• [Ausgewählter Textauszug]:
──────────────────────────────
Prosa im Setzkasten

■ Der schwedische Autor Rychard Swartz liest Geschichten aus Europas Nahen Osten

Journalisten sehnen sich zuweilen danach, den täglichen Ballast von zuviel Daten und Fakten abzulegen. Richard Swartz ist einer von ihnen. Nur wenn man selber in dem Text vorkommt, den man schreibt, hat der Text etwas mit dem Land zu tun, über das berichtet wird, meint der Osteuropa-Korrespondent, der seit über 25 Jahren für das Svenska Dagbladet schreibt. Er hat unter dem Titel Room Service 18 Geschichten veröffentlicht, in denen die Moral von der Geschicht durch subtile Menschenporträts ersetzt wird. Statt auf journalistisch geübte Setzkastenprosa, hingehuschte Notizen oder Zeitungsausschnitte greift Swartz auf Privatdepressionen oder Verwirrungen zurück, die ihn etwa in einem Warschauer Hotelzimmer oder beim Durchblättern seiner Stasi-Akte überkamen. Gekonnt überführt Swartz Erlebnisse der vergangenen dreißig Jahre in allegorische Prosa. Der schnöde Erlebnisbericht gedeiht so zum literarischen Kabinettstückchen.
──────────────────────────────
Einträge aus einem Datensatz

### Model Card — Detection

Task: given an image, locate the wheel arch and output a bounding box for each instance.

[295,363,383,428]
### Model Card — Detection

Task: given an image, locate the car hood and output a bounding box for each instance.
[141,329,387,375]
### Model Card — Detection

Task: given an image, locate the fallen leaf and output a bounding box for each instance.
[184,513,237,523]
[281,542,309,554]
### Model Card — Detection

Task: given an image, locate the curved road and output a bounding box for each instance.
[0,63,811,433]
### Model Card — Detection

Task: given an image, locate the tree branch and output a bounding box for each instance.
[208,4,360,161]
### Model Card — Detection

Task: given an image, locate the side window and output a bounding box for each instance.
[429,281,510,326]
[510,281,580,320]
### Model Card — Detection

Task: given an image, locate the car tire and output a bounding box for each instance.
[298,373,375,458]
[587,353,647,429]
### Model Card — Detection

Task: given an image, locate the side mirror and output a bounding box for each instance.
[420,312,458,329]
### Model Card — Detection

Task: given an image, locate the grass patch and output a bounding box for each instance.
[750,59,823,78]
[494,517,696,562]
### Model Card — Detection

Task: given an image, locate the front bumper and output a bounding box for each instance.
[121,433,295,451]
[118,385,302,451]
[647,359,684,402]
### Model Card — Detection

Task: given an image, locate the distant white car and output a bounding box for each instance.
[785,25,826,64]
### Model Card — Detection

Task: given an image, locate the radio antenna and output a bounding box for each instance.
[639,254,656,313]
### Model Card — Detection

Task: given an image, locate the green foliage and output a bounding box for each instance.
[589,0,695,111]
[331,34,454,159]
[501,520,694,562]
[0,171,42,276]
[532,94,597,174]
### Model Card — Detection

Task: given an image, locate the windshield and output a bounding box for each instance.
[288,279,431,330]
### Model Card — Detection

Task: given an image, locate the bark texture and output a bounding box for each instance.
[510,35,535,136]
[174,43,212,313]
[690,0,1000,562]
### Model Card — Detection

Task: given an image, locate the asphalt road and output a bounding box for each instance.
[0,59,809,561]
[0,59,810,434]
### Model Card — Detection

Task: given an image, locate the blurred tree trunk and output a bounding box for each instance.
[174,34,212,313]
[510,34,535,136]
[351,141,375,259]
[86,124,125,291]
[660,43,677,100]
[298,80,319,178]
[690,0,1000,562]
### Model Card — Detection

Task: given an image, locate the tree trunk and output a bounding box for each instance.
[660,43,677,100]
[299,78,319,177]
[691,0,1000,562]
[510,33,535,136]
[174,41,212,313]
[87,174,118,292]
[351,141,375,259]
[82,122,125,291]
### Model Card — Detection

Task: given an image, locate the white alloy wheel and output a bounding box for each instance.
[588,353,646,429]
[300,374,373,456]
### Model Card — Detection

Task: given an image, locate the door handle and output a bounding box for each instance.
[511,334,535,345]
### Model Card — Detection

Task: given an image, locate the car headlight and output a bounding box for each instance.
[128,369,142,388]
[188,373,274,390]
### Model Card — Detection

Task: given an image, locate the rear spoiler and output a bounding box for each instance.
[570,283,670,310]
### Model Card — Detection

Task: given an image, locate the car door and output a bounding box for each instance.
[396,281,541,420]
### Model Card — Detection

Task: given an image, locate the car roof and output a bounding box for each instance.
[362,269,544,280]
──────────────────────────────
• [Aufgaben]:
a – Wie viele Geschichten hat Swartz laut dem Textauszug unter dem Titel Room Service veröffentlicht?
b – Zeige jede Zeile, in der die Zeichenfolge „wheel“ vorkommt. Achte dabei auf Groß- und Kleinschreibung.

• [Lösungen]:
a – 18 Geschichten.

b –
Task: given an image, locate the wheel arch and output a bounding box for each instance.
Task: given an image, locate the white alloy wheel and output a bounding box for each instance.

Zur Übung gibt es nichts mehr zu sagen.